-- start Extract --

Generally, Christmas movies cater to the PG crowd, or the hard R crowd. But what about the cynical smartass teenagers? Despite their hard callous exteriors, even they can appreciate something that’s on their wavelength. So for them comes Spirited, taking the snarkiest movie star (Ryan Reynolds) and pairing him with our most flexible comedian (Will Ferrell), to make a Christmas movie one step removed from sentimentality.
The hook for Spirited is a good one. The movie imagines that “A Christmas Carol” didn’t just happen to Ebenezer Scrooge, but it is a cottage industry run by the spirits of the afterlife, changing hundreds of rotten living lives for the better. After Jacob Marley (Patrick Page) and the Ghost of Christmas Past (Sunita Mani) and Future (Tracy Morgan) celebrate another successful year, the Ghost of Christmas Present (Will Ferrell) is having a crisis of faith: he doesn’t believe they’re doing enough to affect real change. Desperate for a big swing, Present decides next year’s choice to be haunted is Clint Briggs (Ryan Reynolds), a PR spin savant who many, including his 2nd in command Kimberly (Octavia Spencer), have listed as “unredeemable.”
Other than Octavia Spencer’s Kimberly, it’s truly amazing how little sincerity there is in most of what should be a Christmas movie. Normally that’s a death knell for a film, but specifically the overly saccharine Christmas movie genre could use a little of Spirited’s jaded worldview. The movie is constantly calling out characters and their motivations, sometimes cynically questioning why someone would be doing something. That gives Spirited a meaner edge that’s usually absent from Christmas fare, leading to really fun ironic musical numbers like “Good Afternoon.” Sometimes the movie gets too mean that it borders on distasteful, but the hits exceed the misses, and off-kilter a PG audience enough to hide the movie’s gooey interior.

-- end Extract --
-- start Dataset rows --

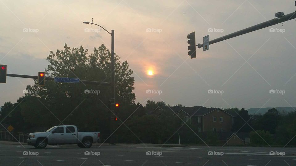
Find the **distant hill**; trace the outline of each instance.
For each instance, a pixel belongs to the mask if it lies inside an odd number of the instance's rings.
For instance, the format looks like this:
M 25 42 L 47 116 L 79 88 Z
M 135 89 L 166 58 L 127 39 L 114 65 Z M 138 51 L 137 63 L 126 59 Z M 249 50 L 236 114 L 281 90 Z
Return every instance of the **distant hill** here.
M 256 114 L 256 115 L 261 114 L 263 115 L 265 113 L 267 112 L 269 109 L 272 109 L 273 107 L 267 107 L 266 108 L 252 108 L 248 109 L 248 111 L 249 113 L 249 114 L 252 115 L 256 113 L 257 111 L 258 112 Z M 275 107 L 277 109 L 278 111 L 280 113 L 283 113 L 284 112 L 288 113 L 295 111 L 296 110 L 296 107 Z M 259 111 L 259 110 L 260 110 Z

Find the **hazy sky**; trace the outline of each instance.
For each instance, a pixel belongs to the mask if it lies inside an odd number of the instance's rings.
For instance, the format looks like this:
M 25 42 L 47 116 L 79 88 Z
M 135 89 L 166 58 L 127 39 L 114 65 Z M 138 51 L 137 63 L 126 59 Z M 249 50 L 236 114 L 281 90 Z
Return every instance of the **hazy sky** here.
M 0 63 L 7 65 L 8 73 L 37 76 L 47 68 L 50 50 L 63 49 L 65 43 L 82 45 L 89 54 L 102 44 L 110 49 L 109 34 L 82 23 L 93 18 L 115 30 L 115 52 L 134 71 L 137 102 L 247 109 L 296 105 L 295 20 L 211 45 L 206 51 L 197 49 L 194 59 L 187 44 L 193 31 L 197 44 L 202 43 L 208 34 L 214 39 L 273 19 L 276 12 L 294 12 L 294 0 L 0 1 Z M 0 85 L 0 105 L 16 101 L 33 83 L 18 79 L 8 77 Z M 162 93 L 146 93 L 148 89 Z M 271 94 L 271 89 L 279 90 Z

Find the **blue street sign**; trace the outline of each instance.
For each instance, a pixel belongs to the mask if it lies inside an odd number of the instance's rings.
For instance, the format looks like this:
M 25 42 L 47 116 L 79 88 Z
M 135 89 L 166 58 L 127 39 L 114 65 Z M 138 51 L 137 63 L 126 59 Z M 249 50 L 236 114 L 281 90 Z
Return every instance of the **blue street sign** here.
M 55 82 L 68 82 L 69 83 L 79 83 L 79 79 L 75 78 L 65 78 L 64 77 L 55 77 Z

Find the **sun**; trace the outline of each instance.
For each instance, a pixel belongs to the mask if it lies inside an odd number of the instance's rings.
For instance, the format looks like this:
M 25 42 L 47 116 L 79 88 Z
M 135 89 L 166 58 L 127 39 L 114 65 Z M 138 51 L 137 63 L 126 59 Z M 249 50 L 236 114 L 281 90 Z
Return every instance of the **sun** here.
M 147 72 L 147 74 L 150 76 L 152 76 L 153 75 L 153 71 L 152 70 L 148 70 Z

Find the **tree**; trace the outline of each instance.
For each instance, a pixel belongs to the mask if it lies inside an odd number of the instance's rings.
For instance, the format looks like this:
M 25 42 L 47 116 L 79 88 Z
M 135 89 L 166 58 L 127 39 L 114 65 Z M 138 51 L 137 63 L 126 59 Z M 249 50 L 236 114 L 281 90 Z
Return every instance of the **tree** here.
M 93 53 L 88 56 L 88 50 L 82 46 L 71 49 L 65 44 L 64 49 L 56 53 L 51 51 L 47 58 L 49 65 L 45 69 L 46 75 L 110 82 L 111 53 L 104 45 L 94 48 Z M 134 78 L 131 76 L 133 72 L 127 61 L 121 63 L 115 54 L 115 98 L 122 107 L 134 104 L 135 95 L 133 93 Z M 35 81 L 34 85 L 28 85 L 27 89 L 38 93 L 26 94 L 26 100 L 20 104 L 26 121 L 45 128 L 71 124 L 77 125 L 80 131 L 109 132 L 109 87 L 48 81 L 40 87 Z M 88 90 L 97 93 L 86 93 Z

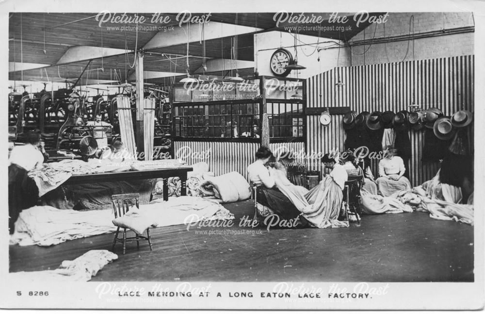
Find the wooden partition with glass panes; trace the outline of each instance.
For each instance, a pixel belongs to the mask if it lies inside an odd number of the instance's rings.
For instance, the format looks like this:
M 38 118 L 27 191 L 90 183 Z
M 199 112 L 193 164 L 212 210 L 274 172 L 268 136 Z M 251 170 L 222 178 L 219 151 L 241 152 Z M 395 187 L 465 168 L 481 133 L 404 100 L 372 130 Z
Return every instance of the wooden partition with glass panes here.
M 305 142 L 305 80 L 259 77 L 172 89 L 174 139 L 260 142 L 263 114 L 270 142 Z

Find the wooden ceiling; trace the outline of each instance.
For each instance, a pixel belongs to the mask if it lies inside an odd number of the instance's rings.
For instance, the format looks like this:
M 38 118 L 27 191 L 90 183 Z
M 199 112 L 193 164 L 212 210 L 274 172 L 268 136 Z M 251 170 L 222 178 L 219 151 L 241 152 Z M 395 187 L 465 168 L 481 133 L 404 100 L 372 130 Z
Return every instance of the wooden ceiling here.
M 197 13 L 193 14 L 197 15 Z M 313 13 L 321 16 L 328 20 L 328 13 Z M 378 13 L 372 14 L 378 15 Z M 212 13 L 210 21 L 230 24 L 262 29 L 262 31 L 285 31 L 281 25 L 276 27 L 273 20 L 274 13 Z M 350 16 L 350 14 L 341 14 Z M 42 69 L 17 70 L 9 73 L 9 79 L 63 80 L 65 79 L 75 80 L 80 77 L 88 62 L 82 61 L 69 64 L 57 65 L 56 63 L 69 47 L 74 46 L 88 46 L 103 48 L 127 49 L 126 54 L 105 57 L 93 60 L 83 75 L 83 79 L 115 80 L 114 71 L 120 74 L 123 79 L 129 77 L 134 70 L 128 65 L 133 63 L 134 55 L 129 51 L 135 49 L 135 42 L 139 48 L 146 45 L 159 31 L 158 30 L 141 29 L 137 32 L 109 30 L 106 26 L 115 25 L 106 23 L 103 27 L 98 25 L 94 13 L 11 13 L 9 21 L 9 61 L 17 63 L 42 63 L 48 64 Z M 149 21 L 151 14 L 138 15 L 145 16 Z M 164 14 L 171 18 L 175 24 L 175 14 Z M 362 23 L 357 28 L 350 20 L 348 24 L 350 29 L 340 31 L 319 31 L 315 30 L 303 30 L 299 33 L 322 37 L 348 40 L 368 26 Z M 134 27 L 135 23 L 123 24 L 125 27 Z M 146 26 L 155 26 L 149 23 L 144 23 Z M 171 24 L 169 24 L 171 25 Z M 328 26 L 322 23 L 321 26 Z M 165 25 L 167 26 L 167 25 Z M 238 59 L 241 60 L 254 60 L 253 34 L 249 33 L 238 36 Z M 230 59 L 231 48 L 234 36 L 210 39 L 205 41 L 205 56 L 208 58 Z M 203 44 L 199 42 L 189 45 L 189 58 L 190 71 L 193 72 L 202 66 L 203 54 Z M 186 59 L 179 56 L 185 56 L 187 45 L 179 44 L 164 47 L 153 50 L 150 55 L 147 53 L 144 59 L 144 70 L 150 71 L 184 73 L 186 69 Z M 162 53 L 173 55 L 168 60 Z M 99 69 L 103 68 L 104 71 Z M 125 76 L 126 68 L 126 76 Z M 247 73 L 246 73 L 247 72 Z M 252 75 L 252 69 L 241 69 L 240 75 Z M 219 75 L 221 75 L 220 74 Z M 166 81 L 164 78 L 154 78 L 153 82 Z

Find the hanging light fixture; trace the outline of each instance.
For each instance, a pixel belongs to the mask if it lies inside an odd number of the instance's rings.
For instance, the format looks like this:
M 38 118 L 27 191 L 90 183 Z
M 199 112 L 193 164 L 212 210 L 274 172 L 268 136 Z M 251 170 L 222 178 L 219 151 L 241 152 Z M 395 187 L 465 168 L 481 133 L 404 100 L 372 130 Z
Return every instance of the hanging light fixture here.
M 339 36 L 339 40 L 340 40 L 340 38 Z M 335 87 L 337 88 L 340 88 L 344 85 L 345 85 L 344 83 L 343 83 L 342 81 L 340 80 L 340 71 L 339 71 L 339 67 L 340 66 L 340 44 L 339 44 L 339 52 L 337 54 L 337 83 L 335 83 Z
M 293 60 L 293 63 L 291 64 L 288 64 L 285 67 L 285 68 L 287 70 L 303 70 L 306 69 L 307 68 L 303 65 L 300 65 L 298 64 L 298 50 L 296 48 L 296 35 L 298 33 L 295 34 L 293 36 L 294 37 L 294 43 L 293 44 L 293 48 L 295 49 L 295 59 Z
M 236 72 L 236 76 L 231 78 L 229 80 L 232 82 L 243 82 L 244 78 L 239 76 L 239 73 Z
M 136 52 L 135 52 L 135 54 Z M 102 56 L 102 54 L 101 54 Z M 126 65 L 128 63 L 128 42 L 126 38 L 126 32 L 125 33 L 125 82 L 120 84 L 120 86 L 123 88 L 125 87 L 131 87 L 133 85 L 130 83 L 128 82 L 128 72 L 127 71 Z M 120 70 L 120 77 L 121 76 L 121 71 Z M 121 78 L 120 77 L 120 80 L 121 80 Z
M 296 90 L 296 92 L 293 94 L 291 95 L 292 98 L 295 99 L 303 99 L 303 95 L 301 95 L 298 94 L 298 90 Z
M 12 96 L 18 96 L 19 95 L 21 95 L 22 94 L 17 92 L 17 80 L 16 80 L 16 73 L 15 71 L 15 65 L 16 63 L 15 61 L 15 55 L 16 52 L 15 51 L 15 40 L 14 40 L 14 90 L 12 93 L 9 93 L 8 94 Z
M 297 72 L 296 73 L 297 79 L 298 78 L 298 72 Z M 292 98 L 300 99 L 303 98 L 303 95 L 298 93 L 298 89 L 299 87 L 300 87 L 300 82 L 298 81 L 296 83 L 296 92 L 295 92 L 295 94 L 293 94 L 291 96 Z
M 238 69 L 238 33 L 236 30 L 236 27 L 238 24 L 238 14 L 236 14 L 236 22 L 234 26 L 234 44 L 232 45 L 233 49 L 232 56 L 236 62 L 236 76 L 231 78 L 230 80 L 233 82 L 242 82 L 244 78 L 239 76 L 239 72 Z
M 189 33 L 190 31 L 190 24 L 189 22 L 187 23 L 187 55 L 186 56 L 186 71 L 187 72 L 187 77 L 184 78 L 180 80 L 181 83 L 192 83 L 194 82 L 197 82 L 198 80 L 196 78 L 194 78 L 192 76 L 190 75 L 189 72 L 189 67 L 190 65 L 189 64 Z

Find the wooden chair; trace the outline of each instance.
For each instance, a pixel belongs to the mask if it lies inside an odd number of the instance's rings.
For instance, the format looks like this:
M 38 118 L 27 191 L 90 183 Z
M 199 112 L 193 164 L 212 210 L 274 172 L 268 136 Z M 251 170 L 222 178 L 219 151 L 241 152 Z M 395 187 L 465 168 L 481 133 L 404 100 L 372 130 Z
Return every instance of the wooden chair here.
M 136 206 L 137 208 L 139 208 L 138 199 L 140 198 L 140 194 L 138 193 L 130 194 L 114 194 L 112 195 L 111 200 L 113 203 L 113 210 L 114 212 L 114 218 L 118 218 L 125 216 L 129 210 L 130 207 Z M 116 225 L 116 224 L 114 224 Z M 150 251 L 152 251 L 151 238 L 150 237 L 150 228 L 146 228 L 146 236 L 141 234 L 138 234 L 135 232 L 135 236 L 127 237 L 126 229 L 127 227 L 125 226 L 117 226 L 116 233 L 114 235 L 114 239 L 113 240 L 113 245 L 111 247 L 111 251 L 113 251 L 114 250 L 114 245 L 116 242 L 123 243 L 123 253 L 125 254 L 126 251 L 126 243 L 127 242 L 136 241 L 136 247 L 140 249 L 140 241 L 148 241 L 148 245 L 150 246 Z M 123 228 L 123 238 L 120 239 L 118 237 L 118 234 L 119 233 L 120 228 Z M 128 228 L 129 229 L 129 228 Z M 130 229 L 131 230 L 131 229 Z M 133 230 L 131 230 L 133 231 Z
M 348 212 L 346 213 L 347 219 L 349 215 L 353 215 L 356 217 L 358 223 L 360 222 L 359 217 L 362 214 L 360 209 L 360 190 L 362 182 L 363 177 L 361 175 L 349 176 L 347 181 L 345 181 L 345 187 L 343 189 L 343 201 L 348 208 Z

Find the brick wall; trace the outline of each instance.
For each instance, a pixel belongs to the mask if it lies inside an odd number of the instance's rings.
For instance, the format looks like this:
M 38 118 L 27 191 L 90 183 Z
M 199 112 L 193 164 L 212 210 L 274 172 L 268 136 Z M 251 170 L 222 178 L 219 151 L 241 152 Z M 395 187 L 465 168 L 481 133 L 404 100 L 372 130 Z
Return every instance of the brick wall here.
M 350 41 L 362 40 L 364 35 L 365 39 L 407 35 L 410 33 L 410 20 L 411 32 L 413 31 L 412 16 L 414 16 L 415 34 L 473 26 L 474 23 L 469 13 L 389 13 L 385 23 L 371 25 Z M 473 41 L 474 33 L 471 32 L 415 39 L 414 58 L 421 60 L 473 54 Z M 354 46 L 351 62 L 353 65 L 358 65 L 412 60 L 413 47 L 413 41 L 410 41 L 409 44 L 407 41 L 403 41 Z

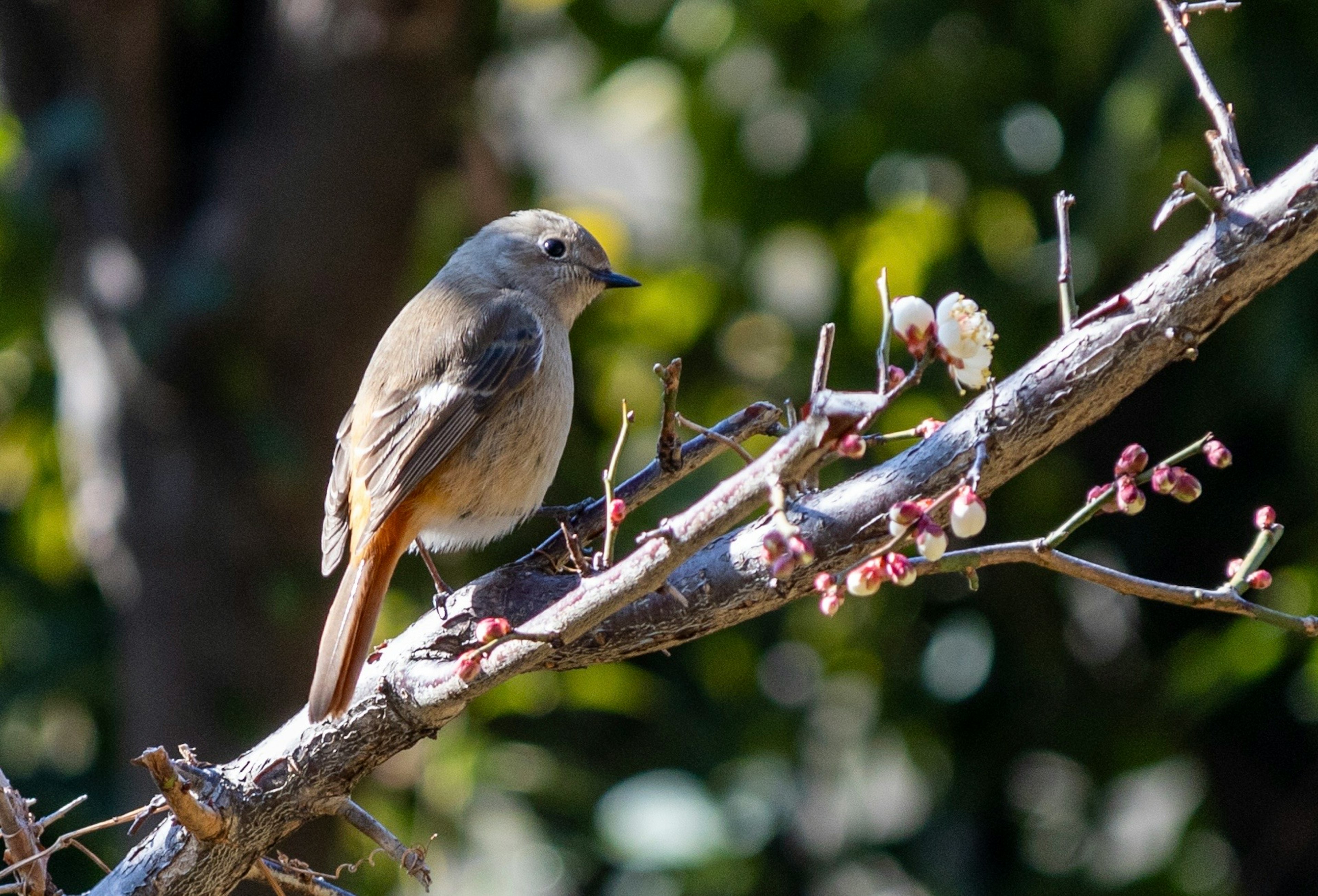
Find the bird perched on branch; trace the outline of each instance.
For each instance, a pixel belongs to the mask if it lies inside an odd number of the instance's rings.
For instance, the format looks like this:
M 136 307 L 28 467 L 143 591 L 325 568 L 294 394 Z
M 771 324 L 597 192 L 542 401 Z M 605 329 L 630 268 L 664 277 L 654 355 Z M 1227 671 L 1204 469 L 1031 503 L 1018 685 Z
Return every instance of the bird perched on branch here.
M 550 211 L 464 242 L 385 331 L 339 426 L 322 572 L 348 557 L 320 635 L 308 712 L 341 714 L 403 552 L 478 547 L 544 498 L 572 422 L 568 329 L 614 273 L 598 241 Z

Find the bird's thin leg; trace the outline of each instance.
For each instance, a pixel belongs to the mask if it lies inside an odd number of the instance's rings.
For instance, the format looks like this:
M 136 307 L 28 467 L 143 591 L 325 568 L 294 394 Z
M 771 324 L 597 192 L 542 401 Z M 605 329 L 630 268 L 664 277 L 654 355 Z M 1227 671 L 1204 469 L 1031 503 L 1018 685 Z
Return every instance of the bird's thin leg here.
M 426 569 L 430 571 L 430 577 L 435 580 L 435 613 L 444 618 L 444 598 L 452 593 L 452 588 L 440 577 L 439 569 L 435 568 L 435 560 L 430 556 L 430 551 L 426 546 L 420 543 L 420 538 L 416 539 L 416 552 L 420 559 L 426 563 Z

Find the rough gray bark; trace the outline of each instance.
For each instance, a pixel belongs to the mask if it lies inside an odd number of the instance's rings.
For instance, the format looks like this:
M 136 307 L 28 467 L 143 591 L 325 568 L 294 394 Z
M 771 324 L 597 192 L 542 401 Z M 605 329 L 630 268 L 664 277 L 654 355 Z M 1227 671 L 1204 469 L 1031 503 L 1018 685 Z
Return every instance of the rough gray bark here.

-- end Dataset rows --

=== Work to be completed ===
Reproduce the passage of the Spirited review between "Generally, Christmas movies" and "removed from sentimentality.", inclusive.

=== Finished exercise ===
Generally, Christmas movies cater to the PG crowd, or the hard R crowd. But what about the cynical smartass teenagers? Despite their hard callous exteriors, even they can appreciate something that’s on their wavelength. So for them comes Spirited, taking the snarkiest movie star (Ryan Reynolds) and pairing him with our most flexible comedian (Will Ferrell), to make a Christmas movie one step removed from sentimentality.